§ **Given task**: Copy out the stretch from the line containing "One pin marks each instance of the bare" through the end of the items below, reproducing each line without any change.

•••••

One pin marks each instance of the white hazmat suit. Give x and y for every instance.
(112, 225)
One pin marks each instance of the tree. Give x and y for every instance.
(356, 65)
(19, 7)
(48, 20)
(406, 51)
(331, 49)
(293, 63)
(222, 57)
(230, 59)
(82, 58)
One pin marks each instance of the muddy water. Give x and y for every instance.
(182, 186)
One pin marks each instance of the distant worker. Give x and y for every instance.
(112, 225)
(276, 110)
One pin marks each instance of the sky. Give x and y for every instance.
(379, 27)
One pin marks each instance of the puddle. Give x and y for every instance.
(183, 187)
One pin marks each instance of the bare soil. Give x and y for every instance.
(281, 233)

•••••

§ **Final result**:
One pin marks each instance of the bare soil. Give x and y for every instance.
(281, 233)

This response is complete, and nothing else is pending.